- Task instructions -
Extend the film review of Cuck below, starting right after its final sentence.

- Excerpt provided -
※

Cuck doesn’t mince words and doesn’t attempt to camouflage its social and political message – angry white men are dangerous time bombs, ticking quietly until they go off. Zachary Ray Sherman plays Ronnie, an angry, unemployable, racist, misogynistic, homophobic loser who lives at home with his widowed mother (an unrecognizable Sally Kirkland), where he spends most of his free time masturbating with increasing ferocity to online porn. His father was a Gulf War veteran, and Ronnie dreams of joining the Army but they won’t have anything to do with him because he has a criminal record and flunked the psych eval.
Not surprisingly, he becomes a popular alt-right wing vlogger, sitting shirtless in front of his computer, spewing vitriol about immigrants taking all the jobs – as if that’s why no one will hire him. He calls himself “True Patriot” and ends his cyber-rants with a salute to the camera. Fair warning – his language is vulgar and he has no compunctions about using racist slurs (neither do real world crypto-facists, neo-Nazis and assorted white supremacists). At one point Ronnie denies to his web cam that he’s a racist, adding: “I just know the difference between a black and a n*****.” Anyone who disagrees is labelled as a left wing “cuck” or “libtard.”

※

- Available data -
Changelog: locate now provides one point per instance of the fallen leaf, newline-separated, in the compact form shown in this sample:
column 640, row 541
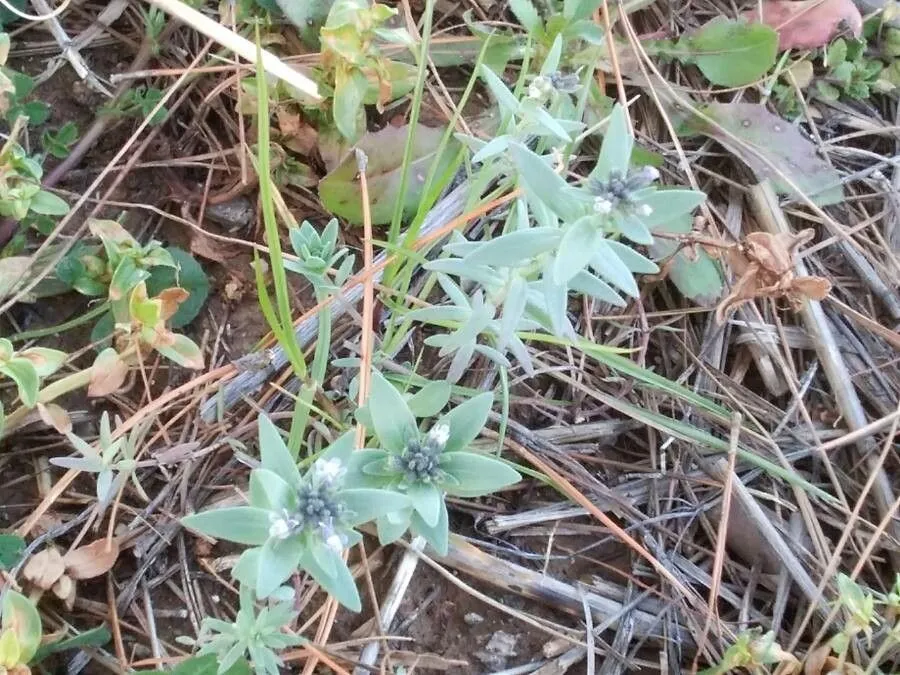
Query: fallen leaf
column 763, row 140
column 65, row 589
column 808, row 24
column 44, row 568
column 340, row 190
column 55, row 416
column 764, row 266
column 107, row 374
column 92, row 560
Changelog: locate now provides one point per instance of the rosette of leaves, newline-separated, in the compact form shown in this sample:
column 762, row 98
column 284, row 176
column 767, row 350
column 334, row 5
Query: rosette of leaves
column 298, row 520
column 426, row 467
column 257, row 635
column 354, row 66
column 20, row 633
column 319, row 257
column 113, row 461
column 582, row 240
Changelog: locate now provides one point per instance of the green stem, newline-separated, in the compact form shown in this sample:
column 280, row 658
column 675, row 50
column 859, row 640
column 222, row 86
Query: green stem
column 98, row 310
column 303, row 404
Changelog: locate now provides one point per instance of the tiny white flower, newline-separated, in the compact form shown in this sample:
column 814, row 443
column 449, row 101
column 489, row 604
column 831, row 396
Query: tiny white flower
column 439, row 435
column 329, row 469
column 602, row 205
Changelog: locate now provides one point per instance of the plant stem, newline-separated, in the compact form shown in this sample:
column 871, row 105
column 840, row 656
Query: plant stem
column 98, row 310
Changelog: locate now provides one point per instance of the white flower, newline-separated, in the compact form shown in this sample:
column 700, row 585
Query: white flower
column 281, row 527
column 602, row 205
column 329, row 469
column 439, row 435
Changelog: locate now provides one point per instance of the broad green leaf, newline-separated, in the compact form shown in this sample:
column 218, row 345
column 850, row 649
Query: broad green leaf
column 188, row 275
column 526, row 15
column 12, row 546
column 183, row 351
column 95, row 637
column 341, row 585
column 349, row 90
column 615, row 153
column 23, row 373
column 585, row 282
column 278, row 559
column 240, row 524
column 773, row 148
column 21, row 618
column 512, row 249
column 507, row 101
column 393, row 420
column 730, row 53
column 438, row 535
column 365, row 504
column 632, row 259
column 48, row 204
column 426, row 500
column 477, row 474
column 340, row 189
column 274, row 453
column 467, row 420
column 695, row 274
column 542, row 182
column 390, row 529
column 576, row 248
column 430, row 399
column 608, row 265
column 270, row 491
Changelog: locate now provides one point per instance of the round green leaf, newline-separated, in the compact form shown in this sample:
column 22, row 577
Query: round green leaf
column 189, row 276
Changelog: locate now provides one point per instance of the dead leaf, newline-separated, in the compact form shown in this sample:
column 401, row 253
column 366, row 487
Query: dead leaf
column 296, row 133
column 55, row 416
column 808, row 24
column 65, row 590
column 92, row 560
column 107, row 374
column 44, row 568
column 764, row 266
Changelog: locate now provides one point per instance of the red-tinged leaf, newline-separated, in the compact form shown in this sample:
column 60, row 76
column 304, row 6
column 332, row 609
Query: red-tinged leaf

※

- Answer area -
Ronnie is desperate to find a woman, though on the rare occasion he actually gets to talk to one, he unfailingly finds a way to offend her. Things take an unexpected turn when he meets Candy (Monique Parent), an older blond who seems to show interest in him. The movie veers unexpectedly into Boogie Nights territory when Candy recruits him to literally play the cuckold, masturbating on-camera while she has sex first with her far more macho husband Bill (Timothy V. Murphy), and then with a string of, ironically, ethnic partners, in their homemade porn videos.
That plot development, which initially seems to come out thin air, turns out to be dripping with dramatic irony. That’s as far as the surprise element is going to go. Only viewers who have never seen a movie before won’t suspect that Ronnie is going to get a gun and that this development won’t go well, and they’d be right.
There’s a disquietingly Freudian aspect to the movie, and Ronnie’s relationship to his pawn shop .38 is unapologetically phallic. His relationship with his mother is nearly as healthy as Norman Bates and his mother, and hasn’t helped with his anger issues or general maladjustment. Kirkland finds some depth and nuance in a character that could have been a two-dimensional caricature, and doesn’t shy away from some creepy Oedipus-and-Jocasta overtones.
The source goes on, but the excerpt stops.